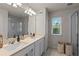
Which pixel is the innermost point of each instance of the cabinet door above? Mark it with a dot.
(37, 48)
(27, 51)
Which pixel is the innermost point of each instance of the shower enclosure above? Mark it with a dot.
(75, 33)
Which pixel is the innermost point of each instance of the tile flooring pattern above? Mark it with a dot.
(53, 52)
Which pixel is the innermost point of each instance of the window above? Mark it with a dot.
(56, 26)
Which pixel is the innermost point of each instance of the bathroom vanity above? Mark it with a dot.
(30, 46)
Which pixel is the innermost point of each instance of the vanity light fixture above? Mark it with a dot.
(28, 10)
(15, 4)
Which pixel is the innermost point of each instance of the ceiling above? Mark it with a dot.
(51, 7)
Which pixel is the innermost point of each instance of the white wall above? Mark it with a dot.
(39, 24)
(4, 22)
(26, 24)
(66, 27)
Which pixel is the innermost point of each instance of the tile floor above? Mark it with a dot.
(53, 52)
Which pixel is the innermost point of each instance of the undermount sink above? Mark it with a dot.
(12, 46)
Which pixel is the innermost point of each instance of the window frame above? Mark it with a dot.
(60, 26)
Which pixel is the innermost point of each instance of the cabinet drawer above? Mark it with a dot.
(24, 51)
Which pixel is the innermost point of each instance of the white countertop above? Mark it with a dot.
(5, 51)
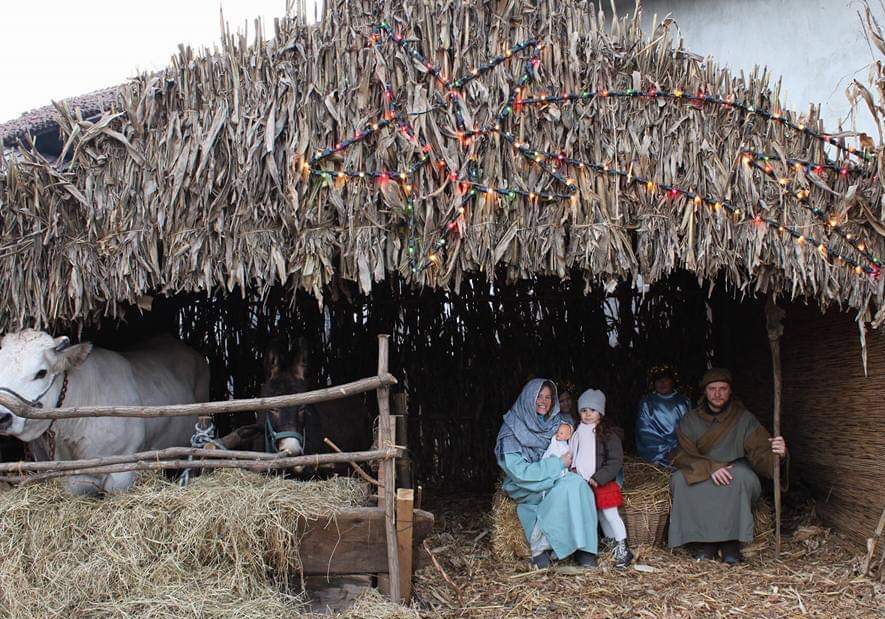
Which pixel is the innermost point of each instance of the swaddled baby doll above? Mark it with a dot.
(559, 442)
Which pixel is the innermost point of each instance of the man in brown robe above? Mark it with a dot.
(722, 450)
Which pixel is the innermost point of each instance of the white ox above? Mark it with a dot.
(34, 365)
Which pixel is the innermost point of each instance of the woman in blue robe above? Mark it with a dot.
(659, 414)
(556, 507)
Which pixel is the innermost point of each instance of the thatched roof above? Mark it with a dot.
(196, 182)
(46, 118)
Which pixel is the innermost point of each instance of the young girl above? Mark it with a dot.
(598, 457)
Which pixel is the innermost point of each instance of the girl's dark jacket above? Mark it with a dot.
(609, 455)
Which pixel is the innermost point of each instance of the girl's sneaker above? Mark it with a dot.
(585, 559)
(622, 554)
(541, 561)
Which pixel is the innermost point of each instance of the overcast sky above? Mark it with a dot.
(54, 49)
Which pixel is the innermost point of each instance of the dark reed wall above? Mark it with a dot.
(462, 357)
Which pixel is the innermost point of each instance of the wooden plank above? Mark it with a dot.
(405, 504)
(355, 542)
(335, 594)
(386, 491)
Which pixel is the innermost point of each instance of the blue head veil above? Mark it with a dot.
(524, 431)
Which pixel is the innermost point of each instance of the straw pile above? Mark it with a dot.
(816, 577)
(373, 605)
(646, 487)
(225, 546)
(508, 538)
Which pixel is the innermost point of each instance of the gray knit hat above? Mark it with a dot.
(592, 398)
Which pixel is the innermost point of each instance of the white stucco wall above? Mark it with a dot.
(817, 46)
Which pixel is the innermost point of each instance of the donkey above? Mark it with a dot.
(301, 429)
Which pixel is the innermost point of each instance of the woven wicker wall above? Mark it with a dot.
(834, 417)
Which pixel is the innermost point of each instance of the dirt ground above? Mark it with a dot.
(816, 577)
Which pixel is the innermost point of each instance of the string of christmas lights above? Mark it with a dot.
(698, 100)
(470, 188)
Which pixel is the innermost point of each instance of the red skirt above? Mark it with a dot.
(608, 495)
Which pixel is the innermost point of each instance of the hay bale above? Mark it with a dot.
(646, 486)
(227, 543)
(373, 605)
(508, 538)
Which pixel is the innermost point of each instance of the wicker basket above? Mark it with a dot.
(646, 527)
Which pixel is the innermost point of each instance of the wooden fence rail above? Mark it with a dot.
(213, 463)
(23, 409)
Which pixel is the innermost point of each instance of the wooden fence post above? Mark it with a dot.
(401, 414)
(386, 473)
(405, 505)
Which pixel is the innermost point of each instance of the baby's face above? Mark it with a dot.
(564, 432)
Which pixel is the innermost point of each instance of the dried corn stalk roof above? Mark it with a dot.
(47, 117)
(193, 182)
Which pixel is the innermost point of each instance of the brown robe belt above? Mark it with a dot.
(691, 458)
(696, 466)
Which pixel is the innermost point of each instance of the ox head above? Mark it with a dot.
(31, 367)
(285, 371)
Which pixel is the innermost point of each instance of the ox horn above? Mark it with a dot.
(61, 343)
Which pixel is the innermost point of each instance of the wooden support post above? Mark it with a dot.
(386, 473)
(773, 319)
(405, 504)
(403, 465)
(872, 544)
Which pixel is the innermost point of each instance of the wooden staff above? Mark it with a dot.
(773, 319)
(356, 467)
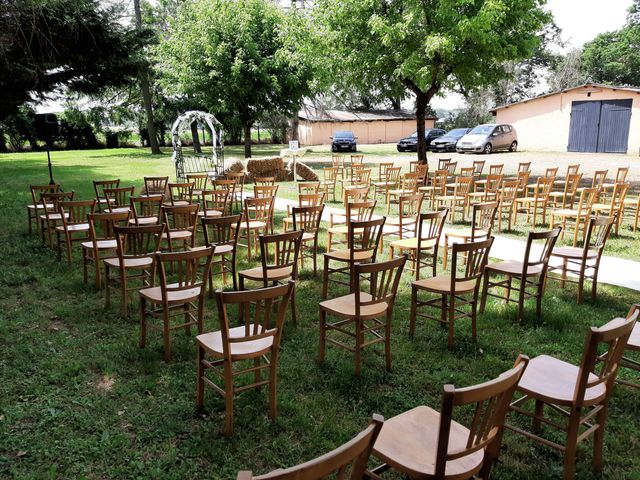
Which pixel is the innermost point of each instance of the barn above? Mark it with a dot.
(588, 118)
(315, 127)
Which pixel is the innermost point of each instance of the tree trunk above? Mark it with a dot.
(195, 136)
(143, 75)
(421, 110)
(246, 128)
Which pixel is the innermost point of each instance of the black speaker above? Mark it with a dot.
(47, 126)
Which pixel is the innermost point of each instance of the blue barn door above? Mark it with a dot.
(583, 129)
(615, 117)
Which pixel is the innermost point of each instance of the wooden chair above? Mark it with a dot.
(182, 278)
(349, 458)
(98, 188)
(425, 443)
(118, 199)
(578, 217)
(136, 246)
(181, 222)
(181, 193)
(308, 220)
(221, 233)
(364, 316)
(584, 262)
(255, 221)
(155, 185)
(507, 203)
(363, 239)
(483, 218)
(328, 183)
(254, 341)
(356, 211)
(102, 243)
(279, 256)
(75, 225)
(535, 205)
(579, 396)
(455, 290)
(35, 208)
(459, 201)
(50, 217)
(423, 249)
(146, 209)
(529, 273)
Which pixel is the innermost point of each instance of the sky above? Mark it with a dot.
(580, 21)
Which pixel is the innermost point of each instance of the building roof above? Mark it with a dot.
(311, 114)
(586, 87)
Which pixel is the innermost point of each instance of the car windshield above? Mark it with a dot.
(343, 135)
(482, 130)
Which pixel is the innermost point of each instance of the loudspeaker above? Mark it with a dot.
(47, 126)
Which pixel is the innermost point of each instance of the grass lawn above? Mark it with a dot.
(79, 399)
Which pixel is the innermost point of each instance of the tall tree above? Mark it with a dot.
(145, 90)
(425, 46)
(235, 57)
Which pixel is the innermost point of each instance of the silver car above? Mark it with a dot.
(487, 138)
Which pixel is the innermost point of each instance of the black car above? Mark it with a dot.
(410, 143)
(447, 143)
(343, 141)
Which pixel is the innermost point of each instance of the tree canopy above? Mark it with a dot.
(235, 56)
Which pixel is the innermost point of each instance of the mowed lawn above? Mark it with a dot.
(79, 399)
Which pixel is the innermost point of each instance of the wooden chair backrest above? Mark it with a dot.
(280, 251)
(255, 314)
(484, 215)
(181, 192)
(307, 218)
(614, 334)
(491, 403)
(364, 236)
(384, 281)
(155, 185)
(146, 206)
(221, 231)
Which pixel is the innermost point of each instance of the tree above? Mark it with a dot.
(45, 45)
(425, 46)
(235, 57)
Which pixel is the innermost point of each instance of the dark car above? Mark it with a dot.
(447, 142)
(343, 141)
(410, 143)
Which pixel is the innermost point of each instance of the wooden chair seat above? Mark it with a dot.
(513, 267)
(77, 227)
(572, 252)
(129, 262)
(442, 284)
(154, 294)
(344, 255)
(554, 381)
(272, 275)
(412, 243)
(212, 343)
(107, 244)
(345, 306)
(409, 443)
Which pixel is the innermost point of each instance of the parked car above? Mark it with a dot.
(488, 138)
(343, 140)
(447, 142)
(410, 143)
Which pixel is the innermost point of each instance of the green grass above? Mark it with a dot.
(79, 399)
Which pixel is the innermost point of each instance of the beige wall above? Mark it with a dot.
(543, 123)
(318, 133)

- **Problem details**: Quote the records in their entirety, keeping the wording exact and excluding pictures.

- **Solution**:
Which pixel is the innermost point of each instance of the cabinet door above? Mark it with a dot.
(37, 48)
(27, 51)
Which pixel is the innermost point of each instance of the shower enclosure above? Mark it with a dot.
(75, 33)
Which pixel is the innermost point of each instance of the tile flooring pattern above? Mark it with a dot.
(53, 52)
Which pixel is the innermost point of each instance of the window above? Mark it with a dot.
(56, 26)
Which pixel is the innermost point of each instance of the bathroom vanity above? Mark it with a dot.
(30, 46)
Which pixel is the innermost point of each instance of the vanity light fixture above? Mark it with a dot.
(28, 10)
(15, 4)
Which pixel is the innermost point of each instance of the ceiling above? Mark it with a dot.
(51, 7)
Which pixel is the innermost point of each instance of the white wall above? Mark it with a dot.
(39, 24)
(4, 22)
(26, 24)
(66, 27)
Which pixel is the innermost point of each instance of the tile floor above? Mark it with a dot.
(53, 52)
Which pixel is the innermost point of each instance of the undermount sink above? Mark it with a dot.
(12, 46)
Which pixel is the innermost point of each instance of the window frame above? Mark it with a dot.
(60, 26)
Which pixel is the innermost point of each instance of the cabinet drawer above? Mark it with a dot.
(24, 51)
Which pixel is the innermost point of each instance of the white countertop above? Mark it with a dot.
(5, 51)
Which pixel is the innermost point of each instance of the swaddled baby doll above? Mark it with a dot.
(559, 442)
Which pixel is the innermost point of each instance of the man in brown robe above? Mark it with a dot.
(722, 450)
Which pixel is the innermost point of each instance of the white ox above? Mark it with a dot.
(34, 365)
Which pixel is the innermost point of each instance of the woman in blue robe above? Mark it with a dot.
(659, 414)
(556, 507)
Which pixel is the innermost point of each instance of the thatched roof above? Mark it with a dot.
(196, 182)
(46, 118)
Which pixel is the innermost point of each instance of the young girl above? Mark it with a dot.
(598, 457)
Which pixel is the innermost point of each instance of the girl's dark jacket above? Mark it with a dot.
(609, 455)
Which pixel is the innermost point of each instance of the girl's sneaker above? Mark it with a dot.
(585, 559)
(622, 554)
(541, 561)
Which pixel is the innermost point of each instance of the overcast sky above? Mark it with a dot.
(54, 49)
Which pixel is the innermost point of each instance of the dark reed wall above? Mark it with a dot.
(462, 357)
Which pixel is the innermost point of each instance of the wooden plank above? Mark it with a dot.
(405, 504)
(355, 542)
(335, 594)
(386, 491)
Which pixel is the innermost point of each instance of the blue head veil above? Mark it with a dot.
(524, 431)
Which pixel is the innermost point of each instance of the straw pile above? Mark it with a dot.
(816, 577)
(373, 605)
(646, 487)
(225, 546)
(508, 538)
Which pixel is the innermost point of each instance of the gray knit hat above? Mark it with a dot.
(592, 398)
Which pixel is the innermost point of each instance of the white stucco wall above? Mark it with a dot.
(817, 46)
Which pixel is the innermost point of each instance of the donkey above? Mark it with a dot.
(301, 429)
Which pixel is the innermost point of each instance of the woven wicker wall above? Mark it with a dot.
(834, 417)
Which pixel is the innermost point of each instance of the dirt ground above? Mark it with a dot.
(816, 577)
Which pixel is the innermost point of each instance of the string of christmas lights above? Mark it with a dot.
(698, 100)
(470, 188)
Which pixel is the innermost point of each instance of the red skirt above? Mark it with a dot.
(608, 495)
Which pixel is the innermost point of each instance of the hay bale above? Mark it with a dot.
(646, 486)
(227, 543)
(373, 605)
(508, 538)
Which pixel is the innermost point of each instance of the wicker basket above? Mark it with a dot.
(646, 527)
Which pixel is the innermost point of each instance of the wooden fence rail above? Mark it with a dot.
(213, 463)
(23, 409)
Which pixel is the innermost point of each instance of the wooden fence post above? Mark it with a dot.
(401, 414)
(386, 473)
(405, 505)
Which pixel is the innermost point of each instance of the baby's face above? Mark it with a dot.
(564, 432)
Which pixel is the innermost point of each instance of the dried corn stalk roof above? Mark it with a dot.
(47, 117)
(193, 182)
Which pixel is the innermost point of each instance of the brown robe belt above? Mark it with a dot.
(691, 458)
(696, 466)
Which pixel is the innermost point of each instance of the ox head above? Mark it with a dot.
(31, 367)
(285, 371)
Which pixel is the innermost point of each instance of the ox horn above? Mark it with a dot.
(61, 343)
Which pixel is the innermost point of each instance of the wooden support post above? Mark it with a dot.
(386, 473)
(773, 319)
(405, 504)
(403, 465)
(872, 544)
Which pixel is the innermost point of each instance of the wooden staff above? Mark it with a dot.
(773, 319)
(356, 467)
Which pixel is the innermost point of each instance of the barn above? Mark it with a dot.
(588, 118)
(315, 127)
Which pixel is the innermost point of each instance of the tree trunk above? Mark it with a dot.
(195, 136)
(143, 75)
(421, 110)
(246, 128)
Which pixel is the innermost point of each instance of the black speaker above? Mark it with a dot.
(47, 126)
Which pixel is the innermost point of each instance of the blue barn door above? Mark it with a dot.
(583, 129)
(615, 117)
Which pixel is the innermost point of each instance of the wooden chair above? Mark it with a dot.
(182, 278)
(349, 458)
(98, 188)
(425, 443)
(118, 199)
(578, 217)
(136, 246)
(181, 222)
(181, 193)
(308, 220)
(221, 233)
(364, 316)
(584, 262)
(255, 221)
(155, 185)
(507, 203)
(363, 239)
(483, 218)
(328, 183)
(254, 341)
(356, 211)
(102, 243)
(279, 256)
(75, 225)
(535, 205)
(579, 396)
(455, 290)
(35, 208)
(459, 201)
(50, 217)
(423, 249)
(146, 209)
(529, 273)
Which pixel is the innermost point of each instance of the sky above? Mark it with a dot.
(580, 21)
Which pixel is the innermost point of each instance of the building roof above? Mark it with a dot.
(311, 114)
(586, 87)
Which pixel is the innermost point of each instance of the car windshield above? Mark it with a dot.
(343, 135)
(482, 130)
Which pixel is the innermost point of each instance of the loudspeaker above? Mark it with a dot.
(47, 126)
Which pixel is the innermost point of each instance of the grass lawn above? Mark it with a dot.
(79, 399)
Which pixel is the innermost point of each instance of the tall tree above? Mark it with a dot.
(145, 90)
(425, 46)
(235, 57)
Which pixel is the innermost point of each instance of the silver car above? Mark it with a dot.
(487, 138)
Which pixel is the innermost point of each instance of the black car above? Mark it with a dot.
(410, 143)
(447, 143)
(343, 141)
Which pixel is the innermost point of each instance of the tree canopy above? Mark it with a dot.
(235, 56)
Which pixel is the innermost point of each instance of the mowed lawn above? Mark it with a dot.
(79, 399)
Which pixel is the innermost point of each instance of the wooden chair backrest above? Mark it with a dot.
(280, 251)
(255, 314)
(484, 215)
(181, 192)
(307, 218)
(614, 334)
(491, 403)
(364, 236)
(384, 281)
(155, 185)
(146, 206)
(221, 231)
Which pixel is the innermost point of each instance of the tree above? Mark it with a dot.
(45, 45)
(425, 46)
(235, 57)
Which pixel is the innermost point of each instance of the dark car above? Mark it with a dot.
(447, 142)
(343, 141)
(410, 143)
Which pixel is the innermost point of each instance of the wooden chair seat above? Mark it with a dot.
(513, 267)
(77, 227)
(572, 252)
(129, 262)
(442, 284)
(154, 294)
(344, 255)
(554, 381)
(272, 275)
(412, 243)
(212, 343)
(107, 244)
(345, 306)
(409, 443)
Which pixel is the innermost point of each instance of the parked car above? Mark it with a dot.
(488, 138)
(343, 140)
(447, 142)
(410, 143)
Which pixel is the innermost point of each instance of the green grass above? Mark it with a dot.
(79, 399)
Which pixel is the innermost point of each instance of the beige wall above? Mark it with a dot.
(543, 123)
(318, 133)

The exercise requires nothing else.